### [BRIEF]
Produce an exact copy of all the data below, dropping every image.

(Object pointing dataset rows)
┏━━
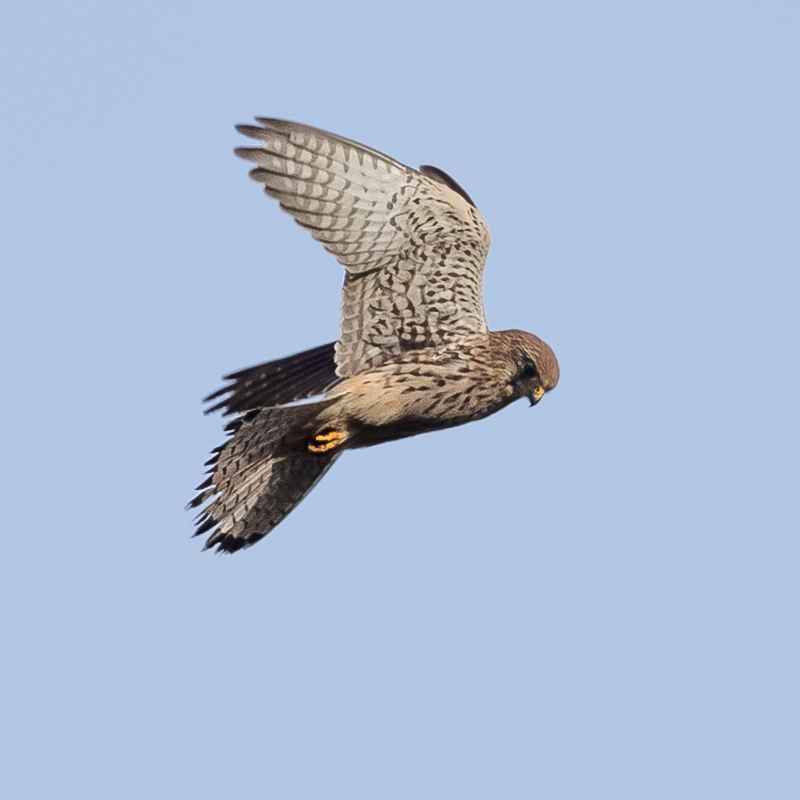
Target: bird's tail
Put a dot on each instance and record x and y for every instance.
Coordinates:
(261, 473)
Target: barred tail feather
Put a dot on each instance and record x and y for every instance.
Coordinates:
(276, 383)
(259, 475)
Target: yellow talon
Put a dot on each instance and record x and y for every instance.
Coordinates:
(325, 442)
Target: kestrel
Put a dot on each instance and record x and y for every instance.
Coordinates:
(414, 352)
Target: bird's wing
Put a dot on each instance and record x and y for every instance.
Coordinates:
(412, 242)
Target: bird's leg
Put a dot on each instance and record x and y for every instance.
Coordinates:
(323, 442)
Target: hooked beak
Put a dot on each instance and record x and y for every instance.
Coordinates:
(536, 395)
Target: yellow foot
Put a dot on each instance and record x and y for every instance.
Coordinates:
(326, 441)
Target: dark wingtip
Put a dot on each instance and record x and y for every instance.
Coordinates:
(441, 176)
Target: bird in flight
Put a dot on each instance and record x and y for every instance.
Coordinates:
(414, 353)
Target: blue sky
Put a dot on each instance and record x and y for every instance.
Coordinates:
(597, 598)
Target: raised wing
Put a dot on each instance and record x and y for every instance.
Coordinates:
(412, 242)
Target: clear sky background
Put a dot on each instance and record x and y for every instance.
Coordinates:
(597, 598)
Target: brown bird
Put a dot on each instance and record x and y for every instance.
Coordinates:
(414, 353)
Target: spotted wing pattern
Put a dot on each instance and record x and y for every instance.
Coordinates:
(412, 243)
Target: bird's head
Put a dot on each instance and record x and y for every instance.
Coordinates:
(536, 367)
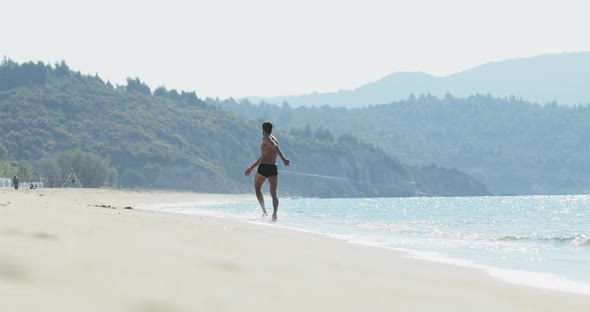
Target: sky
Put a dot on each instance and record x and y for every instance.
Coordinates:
(235, 48)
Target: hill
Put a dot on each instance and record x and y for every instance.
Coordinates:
(55, 118)
(542, 79)
(510, 145)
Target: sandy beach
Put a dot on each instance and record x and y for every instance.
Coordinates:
(82, 250)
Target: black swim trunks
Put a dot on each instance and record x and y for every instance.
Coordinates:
(268, 170)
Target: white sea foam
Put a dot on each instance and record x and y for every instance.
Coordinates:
(500, 236)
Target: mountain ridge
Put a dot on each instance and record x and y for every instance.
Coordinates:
(539, 79)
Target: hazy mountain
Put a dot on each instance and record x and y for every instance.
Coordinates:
(173, 140)
(510, 145)
(563, 78)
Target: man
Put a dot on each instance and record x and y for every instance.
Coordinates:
(15, 182)
(267, 168)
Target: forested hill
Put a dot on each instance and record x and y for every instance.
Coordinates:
(56, 120)
(511, 145)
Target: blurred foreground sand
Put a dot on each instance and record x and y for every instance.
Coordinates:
(67, 250)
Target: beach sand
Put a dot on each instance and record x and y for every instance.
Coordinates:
(67, 250)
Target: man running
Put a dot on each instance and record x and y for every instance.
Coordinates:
(267, 168)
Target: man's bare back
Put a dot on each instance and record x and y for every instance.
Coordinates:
(267, 149)
(267, 168)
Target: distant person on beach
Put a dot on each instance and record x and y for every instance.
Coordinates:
(15, 182)
(267, 168)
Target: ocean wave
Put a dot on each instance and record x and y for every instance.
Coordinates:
(577, 240)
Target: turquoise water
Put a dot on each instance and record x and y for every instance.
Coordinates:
(541, 241)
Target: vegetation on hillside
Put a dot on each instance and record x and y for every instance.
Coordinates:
(511, 145)
(61, 121)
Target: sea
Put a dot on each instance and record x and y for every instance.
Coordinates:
(537, 241)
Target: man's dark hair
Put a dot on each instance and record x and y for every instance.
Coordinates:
(267, 127)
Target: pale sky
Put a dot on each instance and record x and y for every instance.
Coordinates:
(271, 47)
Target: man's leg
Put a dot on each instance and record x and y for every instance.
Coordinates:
(258, 181)
(274, 184)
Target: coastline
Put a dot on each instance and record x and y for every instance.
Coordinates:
(81, 250)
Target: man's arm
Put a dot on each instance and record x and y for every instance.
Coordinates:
(254, 165)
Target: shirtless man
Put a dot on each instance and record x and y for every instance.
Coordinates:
(267, 168)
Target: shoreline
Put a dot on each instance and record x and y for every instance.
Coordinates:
(519, 277)
(62, 248)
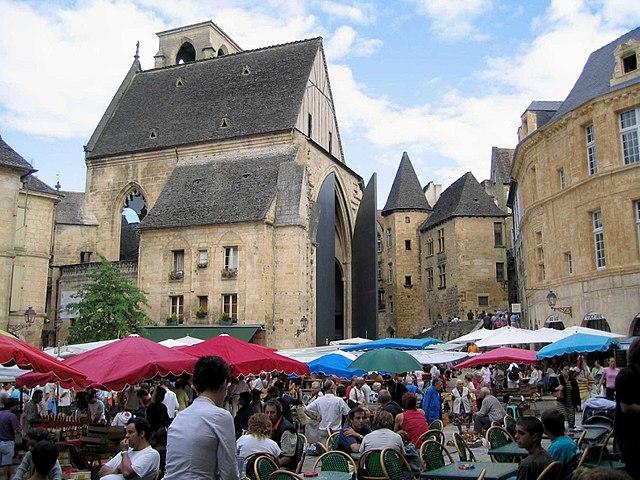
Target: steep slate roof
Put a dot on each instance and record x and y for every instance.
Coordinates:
(596, 74)
(463, 198)
(11, 159)
(406, 192)
(32, 183)
(501, 161)
(268, 99)
(224, 188)
(71, 210)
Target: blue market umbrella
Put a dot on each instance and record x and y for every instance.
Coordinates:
(576, 344)
(334, 364)
(397, 343)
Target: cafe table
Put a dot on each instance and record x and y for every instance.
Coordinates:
(511, 450)
(495, 471)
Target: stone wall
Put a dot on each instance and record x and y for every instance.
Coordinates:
(563, 216)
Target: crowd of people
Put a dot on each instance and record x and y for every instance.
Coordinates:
(210, 424)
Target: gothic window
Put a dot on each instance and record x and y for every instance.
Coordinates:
(186, 54)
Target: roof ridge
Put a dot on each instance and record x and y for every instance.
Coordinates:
(233, 54)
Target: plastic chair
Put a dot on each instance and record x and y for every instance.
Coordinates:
(436, 425)
(499, 437)
(285, 475)
(432, 455)
(464, 452)
(394, 465)
(370, 465)
(436, 435)
(551, 472)
(332, 441)
(263, 467)
(335, 461)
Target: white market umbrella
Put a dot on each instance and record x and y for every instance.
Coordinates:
(509, 336)
(186, 341)
(474, 336)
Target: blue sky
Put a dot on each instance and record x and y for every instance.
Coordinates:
(443, 80)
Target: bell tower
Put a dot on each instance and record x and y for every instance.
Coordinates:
(192, 43)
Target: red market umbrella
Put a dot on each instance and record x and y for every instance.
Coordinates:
(127, 361)
(501, 355)
(14, 351)
(246, 358)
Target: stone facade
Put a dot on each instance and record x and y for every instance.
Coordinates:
(565, 210)
(469, 257)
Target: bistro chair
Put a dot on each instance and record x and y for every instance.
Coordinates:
(263, 467)
(551, 472)
(285, 475)
(394, 465)
(464, 452)
(301, 451)
(432, 455)
(436, 435)
(332, 441)
(335, 461)
(370, 466)
(498, 437)
(436, 425)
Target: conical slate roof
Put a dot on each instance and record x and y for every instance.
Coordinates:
(406, 191)
(464, 198)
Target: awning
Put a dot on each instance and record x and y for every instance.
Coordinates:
(578, 343)
(397, 343)
(127, 361)
(203, 332)
(501, 355)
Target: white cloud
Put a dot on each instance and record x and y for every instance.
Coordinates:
(345, 41)
(454, 20)
(359, 13)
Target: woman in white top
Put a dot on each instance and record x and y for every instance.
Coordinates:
(257, 440)
(462, 412)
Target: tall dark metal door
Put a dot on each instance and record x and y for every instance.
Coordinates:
(364, 261)
(325, 263)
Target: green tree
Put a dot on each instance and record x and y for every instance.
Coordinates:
(109, 306)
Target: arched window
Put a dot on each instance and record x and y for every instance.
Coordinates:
(186, 54)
┗━━
### [ANSWER TO THE EXERCISE]
Target: bird's tail
Put a dot on each instance and record x and y for every instance.
Coordinates:
(261, 473)
Target: barred tail feather
Put a dot on each instance and record x and y for every instance.
Coordinates:
(276, 383)
(259, 475)
Target: yellow talon
Put a dot on each instance and record x and y for every instance.
Coordinates:
(325, 442)
Target: kestrel
Put a dot on each instance and record x and y for every instance.
Coordinates:
(414, 352)
Target: bird's wing
Put a dot on each instance and record x and y for every instance.
Coordinates:
(412, 242)
Target: bird's leg
Put a dot on each instance and record x and y for every instance.
Coordinates:
(323, 442)
Target: hooked beak
Put a dot on each instance and record x and y for every instance.
Coordinates:
(536, 395)
Target: yellow foot
Put a dot on each instance and record x and y for every instance.
Coordinates:
(326, 441)
Target: dark wingtip
Put a dot on each instance and record x and y for every instance.
Coordinates:
(441, 176)
Target: bird in flight
Put a dot on each instance and record x and y for every instance.
Coordinates:
(414, 353)
Target: blue sky
Put a dot on each instance and record x and y for every instance.
Coordinates:
(597, 598)
Target: raised wing
Put a dot on each instance and record x and y for every instance.
Coordinates:
(412, 242)
Target: clear sky background
Put a dot on each instance and record x and y for every instance.
Coordinates:
(597, 598)
Target: brown bird
Put a dot on each instance and record x and y for every instance.
Coordinates:
(414, 353)
Target: spotted wing pattern
Put a dot on each instance and record x and y for every instance.
Coordinates:
(412, 243)
Target: bird's head
Put a dot on each instance and record x and y for every instance.
Coordinates:
(536, 367)
Target: sky
Put a dot on each instance and record x and y for every instance.
Coordinates:
(235, 48)
Target: hill
Put a dot on each instance and record x and y for every instance.
Coordinates:
(55, 118)
(542, 79)
(510, 145)
Target: sandy beach
Put a dot on each instance and record x and y for every instance.
Coordinates:
(82, 250)
Target: black swim trunks
Put a dot on each instance and record x and y for every instance.
Coordinates:
(268, 170)
Target: white sea foam
Put a dot on each instance and record x and y for every instance.
Coordinates:
(500, 236)
Target: mountain ridge
Put a dot on each instance and record x and y for every instance.
Coordinates:
(539, 79)
Target: hazy mountain
Put a dot on each instance and record x and y for every instance.
Coordinates:
(173, 140)
(510, 145)
(563, 78)
Target: man
Put a dot on each instance and record x and y for every instance.
Coordinates:
(15, 182)
(267, 168)
Target: forested hill
Put a dot on each instance and record x and y for every instance.
Coordinates:
(56, 120)
(511, 145)
Target: blurred foreground sand
Put a dot on each instance and record x and y for every instance.
Coordinates:
(67, 250)
Target: beach sand
Put a dot on each instance and record x and y for every instance.
Coordinates:
(67, 250)
Target: man running
Put a dot on each instance and record x and y for every instance.
Coordinates:
(267, 168)
Target: man's bare back
Put a dot on each instance and record x and y for every instance.
Coordinates:
(267, 149)
(267, 168)
Target: distant person on beach
Put a dot on each instance and record x and y for every instance.
Coordinates:
(15, 182)
(267, 168)
Target: ocean wave
Put a dot on each instance and record x and y for every instance.
Coordinates:
(577, 240)
Target: turquoise water
Put a dot on each instance and record x and y for every instance.
Coordinates:
(541, 241)
Target: vegetation on hillside
Put a dot on each instance and record x and y for every instance.
Coordinates:
(511, 145)
(61, 121)
Target: sea
Put a dot on each instance and record x and y for every instance.
Coordinates:
(537, 241)
Target: man's dark hair
Put a dot on each instance and record x and y for every instance.
Coordinates:
(267, 127)
Target: pale sky
Put a dot on each instance and record x and y for every instance.
Coordinates:
(271, 47)
Target: man's leg
Put a dot on each instance and record x and y for every instance.
Coordinates:
(258, 181)
(274, 184)
Target: coastline
Put a dot on each instance and record x and y for every instance.
Coordinates:
(81, 250)
Target: man's arm
Put a dot on each instance and record x and y for every instance.
Coordinates:
(254, 165)
Target: shirtless man
Put a dot on each instance and record x and y for every instance.
Coordinates:
(267, 168)
Target: shoreline
Put a dot on each instance and record x and y for every instance.
Coordinates:
(519, 277)
(62, 248)
Target: steep slate roof
Put a dot on each instance and record x and y for every instance.
Coordinates:
(596, 74)
(463, 198)
(11, 159)
(406, 192)
(32, 183)
(501, 161)
(268, 99)
(224, 188)
(71, 210)
Target: blue market umbrella
Put a dot on each instance and record x and y for every instance.
Coordinates:
(576, 344)
(334, 364)
(397, 343)
Target: cafe table
Put a dot on each instance and record x and y for every instance.
Coordinates:
(511, 450)
(495, 471)
Target: stone wall
Put a dot on each instance and record x and y for every instance.
Coordinates:
(563, 216)
Target: crowd of people
Put a dot on each instance and record x and y for every instance.
Coordinates:
(210, 424)
Target: gothic window
Put a dot on each instance and record x and y for every instance.
Coordinates:
(186, 54)
Target: roof ridge
Put a dot on each instance and record x and y for every instance.
Coordinates:
(233, 54)
Target: plastic chair
Put a dot on each instance and record x and y for every instance.
Coordinates:
(436, 425)
(499, 437)
(285, 475)
(432, 455)
(464, 452)
(394, 465)
(370, 465)
(436, 435)
(551, 472)
(332, 441)
(263, 467)
(335, 461)
Target: white market umbrella
Put a dot on each instance and record x and y for every instance.
Coordinates:
(509, 336)
(186, 341)
(474, 336)
Target: blue sky
Put a dot on each instance and record x and y for every instance.
Coordinates:
(443, 80)
Target: bell tower
Put a dot on each instance and record x and y for every instance.
Coordinates:
(192, 43)
Target: red market umbrella
Put a dot on each instance and record x and y for every instance.
Coordinates:
(127, 361)
(501, 355)
(14, 351)
(246, 358)
Target: stone facade
Put a dot on each instance and record x and y for every instance.
Coordinates:
(565, 210)
(469, 257)
Target: bistro chair
Put a dot on each instance and record x and y for every instance.
Coordinates:
(263, 467)
(551, 472)
(285, 475)
(394, 465)
(464, 452)
(301, 451)
(432, 455)
(436, 435)
(332, 441)
(335, 461)
(370, 466)
(498, 437)
(436, 425)
Target: conical slate roof
Put a dot on each instance and record x and y for every instance.
Coordinates:
(406, 191)
(464, 198)
Target: awning
Put a dot on each instance and record x and y for every instance.
Coordinates:
(578, 343)
(397, 343)
(127, 361)
(203, 332)
(501, 355)
Target: white cloud
Put a dot on each instance and record x and y for every instance.
Coordinates:
(345, 41)
(454, 20)
(359, 13)
Target: woman in white top
Put a dot on each instance and record x and y for every instance.
Coordinates:
(257, 440)
(462, 412)
Target: tall dark metal door
Put a dot on each instance and record x and y for every instance.
Coordinates:
(364, 261)
(325, 263)
Target: green tree
Put a dot on each instance and record x and y for every instance.
Coordinates:
(109, 306)
Target: arched window
Put a dot on each instance and record x and y for every instance.
Coordinates:
(186, 54)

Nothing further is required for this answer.